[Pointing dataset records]
= = =
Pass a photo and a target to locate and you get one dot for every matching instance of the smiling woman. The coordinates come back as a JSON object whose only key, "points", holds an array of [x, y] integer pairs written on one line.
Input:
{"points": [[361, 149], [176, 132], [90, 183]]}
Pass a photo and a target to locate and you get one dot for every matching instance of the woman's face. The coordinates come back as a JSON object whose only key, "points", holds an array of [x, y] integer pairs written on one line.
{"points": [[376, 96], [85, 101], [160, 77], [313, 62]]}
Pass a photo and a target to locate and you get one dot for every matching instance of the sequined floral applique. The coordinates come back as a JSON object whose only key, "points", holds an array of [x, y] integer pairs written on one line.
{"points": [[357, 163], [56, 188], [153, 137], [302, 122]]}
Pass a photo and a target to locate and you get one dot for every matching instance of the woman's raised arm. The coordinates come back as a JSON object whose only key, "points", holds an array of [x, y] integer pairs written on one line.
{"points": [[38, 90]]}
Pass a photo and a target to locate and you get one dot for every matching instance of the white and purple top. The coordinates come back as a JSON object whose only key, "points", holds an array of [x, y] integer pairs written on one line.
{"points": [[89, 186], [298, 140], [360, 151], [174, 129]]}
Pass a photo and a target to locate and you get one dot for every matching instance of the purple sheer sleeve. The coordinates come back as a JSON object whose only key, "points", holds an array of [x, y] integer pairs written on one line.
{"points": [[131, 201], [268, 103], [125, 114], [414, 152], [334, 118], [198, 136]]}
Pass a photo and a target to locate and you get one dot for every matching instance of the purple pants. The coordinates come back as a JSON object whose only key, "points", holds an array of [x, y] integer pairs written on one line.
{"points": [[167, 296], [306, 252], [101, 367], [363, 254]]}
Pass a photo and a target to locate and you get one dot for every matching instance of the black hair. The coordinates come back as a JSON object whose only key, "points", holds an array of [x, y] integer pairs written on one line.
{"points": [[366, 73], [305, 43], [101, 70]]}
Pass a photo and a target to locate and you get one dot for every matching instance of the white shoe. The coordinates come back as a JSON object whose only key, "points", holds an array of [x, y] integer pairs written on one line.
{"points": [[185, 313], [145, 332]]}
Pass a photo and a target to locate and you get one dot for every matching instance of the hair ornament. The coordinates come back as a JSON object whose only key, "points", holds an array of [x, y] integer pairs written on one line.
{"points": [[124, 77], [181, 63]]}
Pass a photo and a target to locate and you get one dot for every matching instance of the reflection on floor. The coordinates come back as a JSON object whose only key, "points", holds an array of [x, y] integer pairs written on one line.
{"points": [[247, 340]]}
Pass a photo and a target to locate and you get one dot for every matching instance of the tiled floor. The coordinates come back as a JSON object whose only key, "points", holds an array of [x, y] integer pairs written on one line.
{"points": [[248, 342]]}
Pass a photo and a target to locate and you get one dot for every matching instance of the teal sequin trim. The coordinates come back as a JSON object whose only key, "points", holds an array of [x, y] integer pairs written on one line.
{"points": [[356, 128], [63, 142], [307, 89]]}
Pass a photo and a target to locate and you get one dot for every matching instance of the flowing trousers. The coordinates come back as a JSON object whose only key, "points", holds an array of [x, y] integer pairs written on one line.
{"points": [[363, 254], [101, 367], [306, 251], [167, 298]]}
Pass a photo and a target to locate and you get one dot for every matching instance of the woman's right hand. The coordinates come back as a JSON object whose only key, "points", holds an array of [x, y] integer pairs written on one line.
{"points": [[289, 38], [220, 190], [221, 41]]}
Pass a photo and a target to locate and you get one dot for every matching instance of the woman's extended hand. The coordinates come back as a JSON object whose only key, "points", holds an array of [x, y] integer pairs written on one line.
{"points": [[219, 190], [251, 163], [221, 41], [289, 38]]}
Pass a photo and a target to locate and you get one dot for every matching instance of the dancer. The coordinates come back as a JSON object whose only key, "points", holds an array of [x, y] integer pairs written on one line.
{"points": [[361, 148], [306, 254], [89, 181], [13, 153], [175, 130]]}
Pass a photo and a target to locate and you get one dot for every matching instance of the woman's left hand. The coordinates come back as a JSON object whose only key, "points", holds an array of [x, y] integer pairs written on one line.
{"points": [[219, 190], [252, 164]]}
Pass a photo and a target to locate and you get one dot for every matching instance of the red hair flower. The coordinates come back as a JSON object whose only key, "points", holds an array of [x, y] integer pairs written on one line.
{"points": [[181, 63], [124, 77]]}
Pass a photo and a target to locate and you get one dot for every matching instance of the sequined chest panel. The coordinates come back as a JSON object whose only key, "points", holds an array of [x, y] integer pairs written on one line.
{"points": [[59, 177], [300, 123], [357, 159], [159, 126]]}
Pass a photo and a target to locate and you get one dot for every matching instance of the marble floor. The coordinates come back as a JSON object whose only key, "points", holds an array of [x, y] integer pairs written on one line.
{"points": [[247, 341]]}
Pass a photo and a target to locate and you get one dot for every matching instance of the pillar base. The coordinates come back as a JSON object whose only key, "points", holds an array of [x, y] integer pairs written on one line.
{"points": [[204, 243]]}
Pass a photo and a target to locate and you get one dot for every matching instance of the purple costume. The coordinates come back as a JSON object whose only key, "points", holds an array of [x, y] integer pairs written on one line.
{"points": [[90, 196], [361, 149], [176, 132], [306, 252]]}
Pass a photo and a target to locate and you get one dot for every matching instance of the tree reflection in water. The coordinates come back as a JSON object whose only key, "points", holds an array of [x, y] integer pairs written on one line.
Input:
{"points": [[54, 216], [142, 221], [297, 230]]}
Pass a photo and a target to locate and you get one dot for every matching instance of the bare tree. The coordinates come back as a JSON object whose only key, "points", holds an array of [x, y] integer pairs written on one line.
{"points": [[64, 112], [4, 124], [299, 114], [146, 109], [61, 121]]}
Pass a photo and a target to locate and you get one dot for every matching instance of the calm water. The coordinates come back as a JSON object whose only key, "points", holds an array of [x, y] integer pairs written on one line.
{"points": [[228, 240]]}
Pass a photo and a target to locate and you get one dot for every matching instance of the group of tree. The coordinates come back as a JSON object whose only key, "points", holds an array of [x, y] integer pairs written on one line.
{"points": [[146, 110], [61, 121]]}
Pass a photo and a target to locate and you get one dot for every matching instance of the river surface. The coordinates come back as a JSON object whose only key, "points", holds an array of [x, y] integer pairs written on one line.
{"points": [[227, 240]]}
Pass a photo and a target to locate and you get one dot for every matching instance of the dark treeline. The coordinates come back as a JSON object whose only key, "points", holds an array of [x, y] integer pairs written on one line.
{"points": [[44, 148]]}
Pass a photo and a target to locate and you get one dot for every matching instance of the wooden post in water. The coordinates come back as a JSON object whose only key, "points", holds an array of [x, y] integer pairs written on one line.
= = =
Request:
Starting at the line that contains "the purple costume.", output each remaining line of the listing, the last line included, exactly as it appears.

Expected answer:
Pass a photo and a target to locate and you get one dot for every matching instance of the purple costume. The coordinates come back as a JSON object whose only key, "points", holds an array of [x, y] integer pairs written on one line.
{"points": [[90, 196], [361, 149], [176, 132], [306, 252]]}
Pass a photo and a target to locate and you get one dot for every matching instance of the tree reflection in water. The coordinates come back as a JSON object whose only key, "points", holds an array of [x, y] integer pairs written on one line.
Input:
{"points": [[54, 216], [142, 221], [297, 230]]}
Pass a photo and a target to locate and you get one dot for every matching instance of the bare tree. The coordinates come back as a JSON object whose only key, "points", holds an array of [x, y] integer pairs written on one line.
{"points": [[64, 112], [4, 124], [299, 114], [146, 109], [61, 121]]}
Pass a photo and a target to locate and you get one dot for every matching instance of the calm water. The coordinates come back as a JSON object whose only key, "points", holds an array of [x, y] integer pairs written on one line.
{"points": [[228, 240]]}
Pass a photo and a target to locate and you get one dot for every matching instance of the group of tree. The coordinates come back as a JSON object whose only key, "points", holds an array of [x, y] integer pairs written on one line.
{"points": [[146, 110], [61, 121]]}
Pass a photo and a target to locate and you get one dot for every matching instance of the river surface. The coordinates come back as a JSON object whose only key, "points", holds an array of [x, y] integer pairs written on one line.
{"points": [[227, 240]]}
Pass a photo and a target to locate and you get one dot for every matching instance of the dark treeline. The coordinates come back as a JSON object whose only key, "points", holds an array of [x, y] integer pairs written on one line.
{"points": [[44, 148]]}
Pass a photo and a target to locate and you get one dot for every matching instance of the wooden post in water. The coordinates come back as a JSON object whose only key, "points", holds an array of [x, y] integer pairs written on one line.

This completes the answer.